- [ELENCO DEI COMPITI]:
(1) Indica se le affermazioni (a), (b) e (c) concordano con il brano sugli hidden links, rispondendo sì o no e citando alla lettera le parole decisive del brano. (a) Il fenomeno è diffuso da più di due anni. (b) I prodotti del catalogo sono originali. (c) Indicam supporta le forze dell’ordine.
(2) Restituisci senza modifiche la parte del brano sugli hidden links che comincia con "Per capire qualcosa" e prosegue fino a "studi e ricerche.".

Un fenomeno particolarmente rilevante nell’ambito della contraffazione online è quello degli hidden links. Di che cosa parliamo? Si tratta di link inseriti nei post social che appaiono come leciti e propongono prodotti originali a prezzi stracciati. Di cosa si tratta? Orologi, scarpe, abbigliamento. Nel post si trova un codice da cliccare che permette di accedere a un catalogo di prodotti che sembrano originali ma che, in realtà, sono tutti contraffatti. Come riconoscerli? Innanzitutto dal prezzo.
Per capire qualcosa di più di questo fenomeno – che prende piede soprattutto sui social e che è diffuso da più di due anni – abbiamo chiamato in causa Juna Shehu, Direttore Generale di Indicam, realtà che si occupa di tutelare i diritti di proprietà industriale da ogni forma di contraffazione. Tra le altre cose, Indicam supporta anche le forze dell’ordine sul territorio fornendo loro le conoscenze sulle misure anti-contraffattive frutto di studi e ricerche.

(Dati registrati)

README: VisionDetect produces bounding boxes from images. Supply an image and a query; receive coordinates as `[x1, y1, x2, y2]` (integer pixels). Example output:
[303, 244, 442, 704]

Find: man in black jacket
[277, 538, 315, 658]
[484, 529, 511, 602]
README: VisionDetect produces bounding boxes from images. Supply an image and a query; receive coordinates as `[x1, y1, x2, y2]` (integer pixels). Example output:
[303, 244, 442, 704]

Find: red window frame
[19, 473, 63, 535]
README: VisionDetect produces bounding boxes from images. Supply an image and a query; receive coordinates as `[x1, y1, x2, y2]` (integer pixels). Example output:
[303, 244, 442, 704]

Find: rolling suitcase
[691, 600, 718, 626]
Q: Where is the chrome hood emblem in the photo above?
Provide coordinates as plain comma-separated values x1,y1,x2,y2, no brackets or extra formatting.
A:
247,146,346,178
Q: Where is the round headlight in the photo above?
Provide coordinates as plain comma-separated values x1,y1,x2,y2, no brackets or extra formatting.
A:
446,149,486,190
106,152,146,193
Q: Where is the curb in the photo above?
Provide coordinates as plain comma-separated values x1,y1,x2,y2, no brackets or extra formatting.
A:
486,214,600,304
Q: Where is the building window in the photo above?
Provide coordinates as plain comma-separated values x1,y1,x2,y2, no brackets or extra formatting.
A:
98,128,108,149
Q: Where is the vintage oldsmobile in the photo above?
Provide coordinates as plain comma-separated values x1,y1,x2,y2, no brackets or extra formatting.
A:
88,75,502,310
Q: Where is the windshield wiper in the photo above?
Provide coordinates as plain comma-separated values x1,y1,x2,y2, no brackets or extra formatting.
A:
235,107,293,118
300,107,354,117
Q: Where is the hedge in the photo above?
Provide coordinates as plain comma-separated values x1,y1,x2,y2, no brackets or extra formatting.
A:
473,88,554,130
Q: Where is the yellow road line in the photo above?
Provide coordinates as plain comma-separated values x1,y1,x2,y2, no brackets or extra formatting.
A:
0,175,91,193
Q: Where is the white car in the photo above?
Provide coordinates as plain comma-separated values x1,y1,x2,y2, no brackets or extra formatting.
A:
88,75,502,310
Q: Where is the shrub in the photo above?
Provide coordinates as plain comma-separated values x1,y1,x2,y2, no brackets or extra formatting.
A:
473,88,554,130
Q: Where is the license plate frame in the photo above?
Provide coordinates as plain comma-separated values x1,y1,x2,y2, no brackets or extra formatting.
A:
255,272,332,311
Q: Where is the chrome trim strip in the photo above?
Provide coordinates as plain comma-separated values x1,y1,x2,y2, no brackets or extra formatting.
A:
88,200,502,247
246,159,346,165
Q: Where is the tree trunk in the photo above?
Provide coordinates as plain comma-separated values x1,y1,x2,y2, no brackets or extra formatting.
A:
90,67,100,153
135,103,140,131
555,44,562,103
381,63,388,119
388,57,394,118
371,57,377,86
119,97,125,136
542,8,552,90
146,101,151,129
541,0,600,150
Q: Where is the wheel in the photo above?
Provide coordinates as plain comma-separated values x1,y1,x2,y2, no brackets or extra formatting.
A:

- [RISPOSTE AI COMPITI]:
(1)
(a) Sì: «è diffuso da più di due anni»
(b) No: «in realtà, sono tutti contraffatti»
(c) Sì: «Indicam supporta anche le forze dell’ordine sul territorio»

(2)
Per capire qualcosa di più di questo fenomeno – che prende piede soprattutto sui social e che è diffuso da più di due anni – abbiamo chiamato in causa Juna Shehu, Direttore Generale di Indicam, realtà che si occupa di tutelare i diritti di proprietà industriale da ogni forma di contraffazione. Tra le altre cose, Indicam supporta anche le forze dell’ordine sul territorio fornendo loro le conoscenze sulle misure anti-contraffattive frutto di studi e ricerche.